- [YOUR GOAL] Present every line of the records below as a numbered list, omitting the blank lines.

(Shape annotation entries)

↓↓↓

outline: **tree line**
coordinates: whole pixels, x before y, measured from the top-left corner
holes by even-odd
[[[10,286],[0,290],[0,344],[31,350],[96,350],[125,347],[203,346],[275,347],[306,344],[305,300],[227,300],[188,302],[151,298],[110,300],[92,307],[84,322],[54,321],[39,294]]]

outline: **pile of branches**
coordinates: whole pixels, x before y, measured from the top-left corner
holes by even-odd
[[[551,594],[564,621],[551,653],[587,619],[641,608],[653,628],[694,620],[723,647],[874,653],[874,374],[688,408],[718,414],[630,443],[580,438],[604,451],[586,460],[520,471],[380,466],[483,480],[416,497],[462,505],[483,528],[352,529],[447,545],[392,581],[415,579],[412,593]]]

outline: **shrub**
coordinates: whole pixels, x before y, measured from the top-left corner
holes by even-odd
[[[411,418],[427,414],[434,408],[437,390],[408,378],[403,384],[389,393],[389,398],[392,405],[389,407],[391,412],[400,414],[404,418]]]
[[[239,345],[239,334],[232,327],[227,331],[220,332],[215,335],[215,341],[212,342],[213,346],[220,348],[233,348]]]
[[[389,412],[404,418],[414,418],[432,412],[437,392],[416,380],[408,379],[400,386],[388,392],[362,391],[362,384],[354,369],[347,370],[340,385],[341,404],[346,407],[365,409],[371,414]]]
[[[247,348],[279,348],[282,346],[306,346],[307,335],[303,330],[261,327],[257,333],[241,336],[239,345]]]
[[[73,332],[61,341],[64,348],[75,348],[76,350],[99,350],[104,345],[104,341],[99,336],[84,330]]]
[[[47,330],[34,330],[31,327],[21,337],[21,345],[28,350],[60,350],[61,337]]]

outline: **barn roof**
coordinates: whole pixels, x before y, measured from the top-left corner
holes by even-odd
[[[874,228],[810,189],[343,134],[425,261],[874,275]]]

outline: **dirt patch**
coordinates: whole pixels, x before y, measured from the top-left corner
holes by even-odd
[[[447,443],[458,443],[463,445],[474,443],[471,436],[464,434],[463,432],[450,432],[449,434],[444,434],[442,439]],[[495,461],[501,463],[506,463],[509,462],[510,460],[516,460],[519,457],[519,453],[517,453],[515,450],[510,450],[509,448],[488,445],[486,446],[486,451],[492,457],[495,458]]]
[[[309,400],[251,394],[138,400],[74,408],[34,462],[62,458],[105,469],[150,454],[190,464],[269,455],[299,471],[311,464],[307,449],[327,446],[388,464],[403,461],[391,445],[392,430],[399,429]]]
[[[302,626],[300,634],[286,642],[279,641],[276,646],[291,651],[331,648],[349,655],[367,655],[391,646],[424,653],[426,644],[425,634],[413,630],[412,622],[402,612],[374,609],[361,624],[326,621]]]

↑↑↑

- [EXPECTED ANSWER]
1. outline: **tree line**
2. coordinates: whole pixels, x before y, measured from the top-left corner
3. holes by even-odd
4. [[[10,286],[0,290],[0,344],[31,350],[96,350],[125,347],[203,346],[275,347],[306,344],[305,300],[227,300],[188,302],[151,298],[110,300],[92,307],[84,322],[54,321],[39,294]]]
5. outline: **pile of branches**
6. coordinates: whole pixels, x before y, measured from the top-left corner
7. holes by even-odd
8. [[[551,594],[564,621],[551,653],[587,619],[641,608],[653,628],[694,620],[723,647],[874,653],[874,374],[688,408],[718,414],[630,443],[580,438],[604,451],[586,460],[520,471],[380,466],[483,480],[416,497],[462,505],[483,528],[352,529],[447,545],[392,581],[415,579],[412,593]]]
9. outline: **shrub**
10. coordinates: whole pixels, x before y, measured from the top-left corner
11. holes by even-odd
12. [[[411,418],[427,414],[434,408],[437,390],[408,378],[403,384],[389,393],[389,398],[392,405],[389,407],[391,412],[400,414],[404,418]]]
13. [[[239,345],[239,334],[232,327],[227,331],[220,332],[215,335],[215,341],[212,342],[213,346],[220,348],[233,348]]]
14. [[[389,412],[404,418],[414,418],[432,412],[437,392],[416,380],[408,379],[400,386],[388,392],[362,391],[362,384],[354,369],[347,370],[340,385],[341,404],[346,407],[365,409],[371,414]]]
15. [[[247,348],[279,348],[282,346],[306,346],[307,335],[303,330],[261,327],[257,333],[241,336],[239,345]]]
16. [[[73,332],[61,341],[64,348],[75,348],[76,350],[99,350],[104,345],[104,341],[99,336],[84,330]]]
17. [[[47,330],[34,330],[31,327],[21,337],[21,345],[28,350],[60,350],[61,337]]]
18. outline: **barn roof**
19. coordinates: whole pixels, x before y, measured from the top-left corner
20. holes by even-odd
21. [[[874,228],[810,189],[343,134],[425,261],[874,275]]]
22. outline: **dirt patch**
23. coordinates: whole pixels, x before y, measured from the top-left corner
24. holes by even-odd
25. [[[447,443],[458,443],[463,445],[474,443],[471,436],[464,434],[463,432],[450,432],[449,434],[444,434],[442,439]],[[495,461],[501,463],[506,463],[509,462],[510,460],[516,460],[519,457],[519,453],[517,453],[515,450],[510,450],[509,448],[488,445],[486,446],[486,451],[492,457],[495,458]]]
26. [[[309,400],[251,394],[138,400],[74,408],[34,462],[62,458],[105,469],[150,454],[190,464],[269,455],[299,471],[311,464],[307,449],[327,446],[388,464],[403,461],[391,445],[392,430],[399,429]]]
27. [[[302,626],[300,634],[286,642],[279,641],[276,646],[291,651],[331,648],[349,655],[367,655],[391,646],[424,653],[426,644],[425,634],[413,630],[412,622],[402,612],[374,609],[361,624],[326,621]]]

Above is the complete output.